- **EXERCISE DIRECTIONS**:
All of the listing should be transcribed exactly.
Segment Start: RECORDS FOR THIS TASK
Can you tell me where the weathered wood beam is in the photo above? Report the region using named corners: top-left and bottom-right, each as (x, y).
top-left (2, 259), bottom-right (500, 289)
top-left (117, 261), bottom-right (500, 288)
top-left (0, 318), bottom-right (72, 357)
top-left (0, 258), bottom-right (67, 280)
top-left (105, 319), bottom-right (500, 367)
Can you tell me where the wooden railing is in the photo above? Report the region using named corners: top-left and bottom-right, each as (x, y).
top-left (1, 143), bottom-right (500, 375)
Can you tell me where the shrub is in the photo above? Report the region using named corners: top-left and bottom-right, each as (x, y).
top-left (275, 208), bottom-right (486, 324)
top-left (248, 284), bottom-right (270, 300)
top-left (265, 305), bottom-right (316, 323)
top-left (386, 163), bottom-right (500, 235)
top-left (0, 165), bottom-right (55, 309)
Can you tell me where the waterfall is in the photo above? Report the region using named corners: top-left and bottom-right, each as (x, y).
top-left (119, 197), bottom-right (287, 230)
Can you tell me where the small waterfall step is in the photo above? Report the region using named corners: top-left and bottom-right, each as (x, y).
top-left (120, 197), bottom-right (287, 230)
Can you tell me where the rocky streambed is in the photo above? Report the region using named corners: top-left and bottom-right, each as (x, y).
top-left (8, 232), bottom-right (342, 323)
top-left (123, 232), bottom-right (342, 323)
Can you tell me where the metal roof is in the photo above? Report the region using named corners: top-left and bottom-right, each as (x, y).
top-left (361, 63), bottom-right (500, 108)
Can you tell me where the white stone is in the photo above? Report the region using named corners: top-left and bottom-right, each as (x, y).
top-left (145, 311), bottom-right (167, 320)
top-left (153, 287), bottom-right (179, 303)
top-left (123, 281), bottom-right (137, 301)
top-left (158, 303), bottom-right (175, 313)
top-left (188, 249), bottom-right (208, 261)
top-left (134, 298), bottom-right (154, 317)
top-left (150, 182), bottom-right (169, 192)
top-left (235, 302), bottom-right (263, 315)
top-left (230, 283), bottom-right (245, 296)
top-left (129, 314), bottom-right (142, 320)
Segment End: RECORDS FOR THIS TASK
- **TASK RESPONSE**:
Can you tell me where the weathered wood beam is in the photo above? Report the region using named corners: top-left and bottom-right, each as (x, y).
top-left (2, 259), bottom-right (500, 289)
top-left (117, 261), bottom-right (500, 288)
top-left (0, 318), bottom-right (72, 357)
top-left (0, 258), bottom-right (67, 280)
top-left (105, 319), bottom-right (500, 367)
Can you tell me where the wooden railing is in the photo above? Report the region using named corners: top-left and bottom-right, each as (x, y).
top-left (1, 143), bottom-right (500, 375)
Can you tell me where the shrub is in the photo above? Report the region using named corners: top-left and bottom-right, each as (x, y).
top-left (275, 208), bottom-right (486, 324)
top-left (248, 284), bottom-right (270, 300)
top-left (265, 305), bottom-right (316, 323)
top-left (386, 163), bottom-right (500, 235)
top-left (0, 165), bottom-right (55, 309)
Can you tell me where the waterfall is in the photo above? Report the region using named corners: top-left and bottom-right, each as (x, y).
top-left (119, 197), bottom-right (287, 230)
Can you tell me where the small waterfall step is in the photo above? Report the region using named corners: top-left and bottom-right, each as (x, y).
top-left (120, 197), bottom-right (287, 230)
Can you tell me where the rocky streambed is in the photo above? Report the region using named corners: top-left and bottom-right, each as (x, y).
top-left (8, 232), bottom-right (342, 323)
top-left (123, 232), bottom-right (342, 323)
Can you tell me where the metal roof is in the photo above? Report the region using named corners: top-left and bottom-right, each as (x, y).
top-left (361, 63), bottom-right (500, 108)
Can you tell me where the white stone is in the photo above? Report the region using named corners: top-left and bottom-right, each as (x, y).
top-left (145, 311), bottom-right (167, 320)
top-left (153, 287), bottom-right (179, 303)
top-left (123, 281), bottom-right (137, 301)
top-left (158, 303), bottom-right (175, 313)
top-left (188, 249), bottom-right (208, 261)
top-left (134, 298), bottom-right (154, 317)
top-left (150, 182), bottom-right (169, 192)
top-left (235, 302), bottom-right (263, 315)
top-left (230, 283), bottom-right (245, 296)
top-left (129, 314), bottom-right (142, 320)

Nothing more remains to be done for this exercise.